Data for the task:
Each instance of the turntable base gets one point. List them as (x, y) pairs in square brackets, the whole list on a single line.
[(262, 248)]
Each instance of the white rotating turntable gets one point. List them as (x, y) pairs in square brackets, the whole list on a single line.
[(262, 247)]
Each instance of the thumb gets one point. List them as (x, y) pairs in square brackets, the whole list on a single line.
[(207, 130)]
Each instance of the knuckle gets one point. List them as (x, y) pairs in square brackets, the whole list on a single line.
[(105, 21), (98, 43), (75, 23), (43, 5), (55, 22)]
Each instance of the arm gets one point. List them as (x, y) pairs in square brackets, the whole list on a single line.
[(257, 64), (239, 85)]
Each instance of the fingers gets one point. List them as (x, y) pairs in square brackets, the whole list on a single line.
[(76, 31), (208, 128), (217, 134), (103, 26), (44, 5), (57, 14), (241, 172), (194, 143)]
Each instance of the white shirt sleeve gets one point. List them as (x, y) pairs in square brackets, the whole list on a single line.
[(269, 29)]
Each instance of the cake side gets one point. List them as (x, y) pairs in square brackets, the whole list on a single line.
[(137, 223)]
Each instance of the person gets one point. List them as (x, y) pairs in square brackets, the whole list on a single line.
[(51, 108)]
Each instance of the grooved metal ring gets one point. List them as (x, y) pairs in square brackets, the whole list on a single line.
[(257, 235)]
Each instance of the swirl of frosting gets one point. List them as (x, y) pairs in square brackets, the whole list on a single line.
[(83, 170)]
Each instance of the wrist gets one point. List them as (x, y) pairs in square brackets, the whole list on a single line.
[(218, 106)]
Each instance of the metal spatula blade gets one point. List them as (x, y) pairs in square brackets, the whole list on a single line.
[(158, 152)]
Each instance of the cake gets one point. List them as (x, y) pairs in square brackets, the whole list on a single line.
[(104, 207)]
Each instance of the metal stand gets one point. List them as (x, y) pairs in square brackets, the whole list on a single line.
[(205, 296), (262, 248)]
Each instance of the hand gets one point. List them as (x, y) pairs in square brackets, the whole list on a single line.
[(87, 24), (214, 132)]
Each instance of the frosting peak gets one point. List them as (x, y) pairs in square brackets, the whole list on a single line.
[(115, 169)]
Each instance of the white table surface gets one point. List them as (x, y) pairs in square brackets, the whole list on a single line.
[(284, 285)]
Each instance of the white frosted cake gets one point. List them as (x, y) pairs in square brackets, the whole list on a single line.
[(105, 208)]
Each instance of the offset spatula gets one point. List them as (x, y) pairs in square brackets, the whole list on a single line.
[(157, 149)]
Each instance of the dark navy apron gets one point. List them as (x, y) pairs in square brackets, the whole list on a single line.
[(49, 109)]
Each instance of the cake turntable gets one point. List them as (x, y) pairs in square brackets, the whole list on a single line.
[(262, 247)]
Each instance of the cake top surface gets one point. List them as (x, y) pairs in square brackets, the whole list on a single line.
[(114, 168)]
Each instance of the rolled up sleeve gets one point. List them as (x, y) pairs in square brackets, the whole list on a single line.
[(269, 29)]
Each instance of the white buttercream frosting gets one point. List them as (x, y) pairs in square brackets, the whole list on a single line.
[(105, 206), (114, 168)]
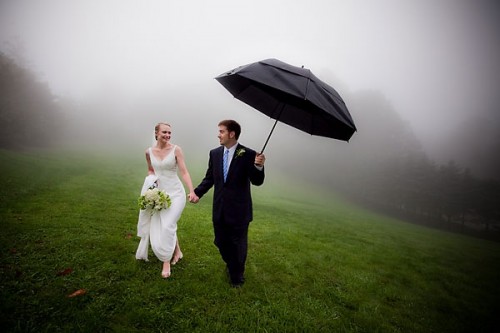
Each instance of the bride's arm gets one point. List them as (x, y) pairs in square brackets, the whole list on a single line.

What you should do:
Turn the listing above into a numbered list with no blank lines, covering every line of it but leaving the pictures out.

Task output:
1. Each instance of the turntable base gets one point. List them as (x, y) pairs in square brackets, the whole list on a single line.
2. [(262, 248)]
3. Each instance of the white rotating turntable gets one point. List them as (x, y) pairs in square brackets, the whole list on a single line.
4. [(262, 247)]
5. Each instance of the thumb gets one point. List them as (x, y) pairs in square brackets, the whole list on a single line.
6. [(207, 130)]
7. Each instance of the knuckle gets one point. List them as (x, y) pairs in square brackets, the whole list on a single line.
8. [(105, 21), (98, 43), (75, 23), (43, 5), (55, 22)]
9. Each instance of the arm gets one point. List them as (x, y) pairs in square brackets, the whole list on a single line.
10. [(257, 64), (239, 85)]
11. Each instance of the fingers gets one point. List them as (x, y) pairs in square brackets, the whole list on a single line.
12. [(76, 31), (208, 128), (217, 134), (103, 26), (44, 5), (57, 14), (241, 172), (194, 143)]
13. Each instance of the white shirt sleeve gets one point. List them as (x, y) pairs in square brackets, the whole list on a single line.
14. [(269, 29)]
15. Each instance of the cake side gets one point. List them as (x, y) pairs in square brackets, the whole list on a single line.
16. [(137, 223)]
17. Each instance of the person gets one point. List them as (x, y) pairs in square brackets, the whole list on a single line.
18. [(51, 108)]
19. Each instance of the grooved metal ring gets one point. List them as (x, y) pairs in square brackets, the whole list on a single line.
20. [(257, 235)]
21. Each instance of the swirl of frosting gets one point. List them as (x, y) pairs in square brackets, the whole list on a single line.
22. [(83, 170)]
23. Each instance of the wrist gets one point. List them as (x, y) pairs in square brackets, the whole list on a single line.
24. [(218, 106)]
25. Each instance of the metal spatula blade gets one point. List them as (x, y) pairs in square brackets, the whole list on a single line.
26. [(158, 152)]
27. Each instance of the cake gets one point. List them as (x, y) pairs in square brackets, the whole list on a single line.
28. [(104, 207)]
29. Each instance of the metal stand gets one point. List them as (x, y) pairs in square brackets, the whole list on a single line.
30. [(205, 296), (262, 248)]
31. Each instance of the hand gets one point. List them as (x, y) pairs in square brackets, the whole list on a single line.
32. [(87, 24), (214, 132)]
33. Each instance of the frosting peak gets one point. List them as (x, y) pairs in square brackets, the whole list on a single line.
34. [(115, 169)]
35. Each instance of the white table surface gets one point. List them as (x, y) pairs in square brackets, the whole list on a single line.
36. [(284, 285)]
37. Each instance of the white frosted cake gets one point. List them as (x, y) pairs in square brackets, the whole list on a single line.
38. [(105, 208)]
39. Each instance of the offset spatula gets one point. List them as (x, y) pairs in square brackets, the whole list on a single line.
40. [(157, 149)]
41. Each instance of the dark navy apron gets one point. List them as (x, y) pairs in square brackets, the whole list on a single line.
42. [(49, 109)]
43. Each instance of the cake turntable gets one point. List them as (x, y) pairs in square brackets, the whole list on a single line.
44. [(262, 247)]
45. Each instance of the cake top surface gets one point. List them as (x, y) pairs in square brackets, the whole list on a single line.
46. [(114, 168)]
47. Each instance of the rolled up sleeve gets one point. List them as (x, y) pairs in square brackets, the whole list on a single line.
48. [(269, 29)]
49. Each instance of the white buttercream frosting gets one point. List them as (x, y) pairs in square brackets, the whole list on a single line.
50. [(105, 206), (114, 168)]
51. Each instance of the bride's arm gets one point. List them as (x, y) pairs in square brackets, the whole list on a single line.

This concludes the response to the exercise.